**What the task requires**
The whole listing needs retyping exactly; keep the pictures out of it.

**Supplied data**
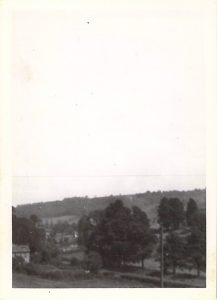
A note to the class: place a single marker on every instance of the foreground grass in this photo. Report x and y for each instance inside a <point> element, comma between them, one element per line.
<point>27,281</point>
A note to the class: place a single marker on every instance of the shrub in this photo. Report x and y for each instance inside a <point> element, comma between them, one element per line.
<point>18,264</point>
<point>74,261</point>
<point>31,269</point>
<point>93,262</point>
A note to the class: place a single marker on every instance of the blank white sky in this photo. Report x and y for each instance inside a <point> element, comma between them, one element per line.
<point>101,95</point>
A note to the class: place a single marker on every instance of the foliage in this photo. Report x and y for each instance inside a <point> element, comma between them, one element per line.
<point>78,205</point>
<point>191,210</point>
<point>171,213</point>
<point>119,235</point>
<point>174,251</point>
<point>93,262</point>
<point>26,232</point>
<point>196,243</point>
<point>18,264</point>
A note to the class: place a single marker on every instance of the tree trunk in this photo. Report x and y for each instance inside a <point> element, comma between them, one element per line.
<point>142,263</point>
<point>198,271</point>
<point>174,269</point>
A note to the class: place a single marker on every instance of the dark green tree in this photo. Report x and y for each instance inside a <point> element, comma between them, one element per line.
<point>122,235</point>
<point>164,213</point>
<point>191,210</point>
<point>171,213</point>
<point>174,251</point>
<point>196,243</point>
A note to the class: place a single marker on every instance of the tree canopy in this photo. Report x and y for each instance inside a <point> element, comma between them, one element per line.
<point>119,235</point>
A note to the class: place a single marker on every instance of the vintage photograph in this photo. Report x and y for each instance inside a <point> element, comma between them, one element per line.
<point>108,156</point>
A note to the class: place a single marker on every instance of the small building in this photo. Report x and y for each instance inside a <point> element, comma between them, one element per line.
<point>21,251</point>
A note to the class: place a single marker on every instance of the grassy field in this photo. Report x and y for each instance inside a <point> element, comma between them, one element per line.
<point>26,281</point>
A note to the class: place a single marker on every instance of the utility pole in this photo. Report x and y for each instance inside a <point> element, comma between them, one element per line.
<point>161,258</point>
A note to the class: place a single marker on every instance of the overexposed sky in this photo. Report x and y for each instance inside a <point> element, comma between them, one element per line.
<point>107,102</point>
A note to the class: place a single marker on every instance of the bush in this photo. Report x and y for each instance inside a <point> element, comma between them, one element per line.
<point>18,264</point>
<point>31,269</point>
<point>93,262</point>
<point>74,261</point>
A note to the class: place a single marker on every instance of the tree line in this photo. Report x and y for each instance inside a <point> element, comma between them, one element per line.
<point>120,235</point>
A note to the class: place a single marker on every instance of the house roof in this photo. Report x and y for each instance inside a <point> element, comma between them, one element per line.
<point>20,248</point>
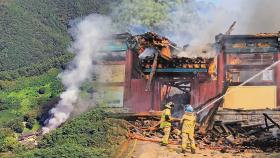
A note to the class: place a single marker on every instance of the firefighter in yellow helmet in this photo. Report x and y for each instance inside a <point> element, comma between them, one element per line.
<point>188,122</point>
<point>166,122</point>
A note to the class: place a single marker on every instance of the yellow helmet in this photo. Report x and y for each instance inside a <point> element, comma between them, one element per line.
<point>169,105</point>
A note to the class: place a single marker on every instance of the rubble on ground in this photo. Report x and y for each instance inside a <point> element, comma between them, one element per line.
<point>232,137</point>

**Result of the exercise**
A note to the class: place a single marker on every instance of the foreground grass in this photo. Report x and y for each instance inside a <point> element, comma between them, one element per line.
<point>27,281</point>
A note to the class: place a single marker on every instance of the shrub in this photo. Report x and y for each instance inside a <point> element, comma between them, one element per line.
<point>18,264</point>
<point>74,261</point>
<point>31,269</point>
<point>93,262</point>
A note to the class: place a single marker on every instance of the blank white sky in this photo. Report x and y for each instance inside a <point> element, comma between them, one element per line.
<point>101,95</point>
A note to the class: place a single marker on every instance of the foliage in this photo. Report x and y for each instance inside a <point> element, comma between them, one element per line.
<point>78,205</point>
<point>191,210</point>
<point>171,213</point>
<point>119,235</point>
<point>174,251</point>
<point>93,262</point>
<point>26,232</point>
<point>196,243</point>
<point>18,264</point>
A note to the class: place a single marker on every instance of the tree trunk in this photo. Report x and y for each instance inside a <point> element, comma between them, one element per line.
<point>142,263</point>
<point>198,271</point>
<point>174,269</point>
A note to the class: place a single marker on every instance of the dark green tree in this photo. Report x and y for each instance inside a <point> element, comma between them, one element per line.
<point>122,235</point>
<point>164,213</point>
<point>191,210</point>
<point>171,213</point>
<point>174,251</point>
<point>196,243</point>
A note to the class: place a single marker on every instance of the tree canopy in this photo. Report x and y for each instance inside a <point> element, comma between them, one element per line.
<point>119,235</point>
A note to the class: place a single marker on every instance of the vintage photograph in this photo. Report x and y for each instance inside a <point> element, comma between them, one element per line.
<point>108,156</point>
A note to the class: place a single marker on every instance of the small building in this photo. Report x and y for each instance inside a <point> element, comma between them, one element per line.
<point>21,251</point>
A note to the class: place a single marker on every instance of the grassy field in this photo. Report x and y for each instance inside a <point> element, comma between them, one element per line.
<point>26,281</point>
A note to the class: place a single marker on every instance of the utility pole in this photo. Report x and y for each instance inside a <point> element, comma between them, one element per line.
<point>161,258</point>
A note to the class: place a single marker on every instance of the overexposed sky in this photo. Report x and y for each instance inside a <point> element, comma between them, one element per line.
<point>107,102</point>
A note to the class: place a single marker on every instance of the bush in this photo. Report x and y for each instance inside a <point> element, comma between them, one element per line.
<point>18,264</point>
<point>31,269</point>
<point>93,262</point>
<point>74,261</point>
A note to the class: place a single marker on every instance of the tree line in this photo. Report x and y for each instance inside a <point> element, comma between them, one element per line.
<point>120,235</point>
A note to the class: place a single marker on every instance of the house roof in this photo. Report x and y for each instance inside a <point> element, comma between them, one element per line.
<point>20,248</point>
A note to the class: place a single marker on every instance of the firefighter in yellow helmet in this photo. Report x and y for each instance inside a <point> element, comma between them, one element per line.
<point>188,122</point>
<point>166,122</point>
A note to the class: place a single marker on every instance of the yellow helmet in this photo. Report x and y for each instance inside a <point> element, comma between them, one element per line.
<point>169,105</point>
A note to the class: place a single marker on every instance of the rubble on ground in this photo. Report x and y for each instance inside a <point> element, comma between them, one element per line.
<point>232,137</point>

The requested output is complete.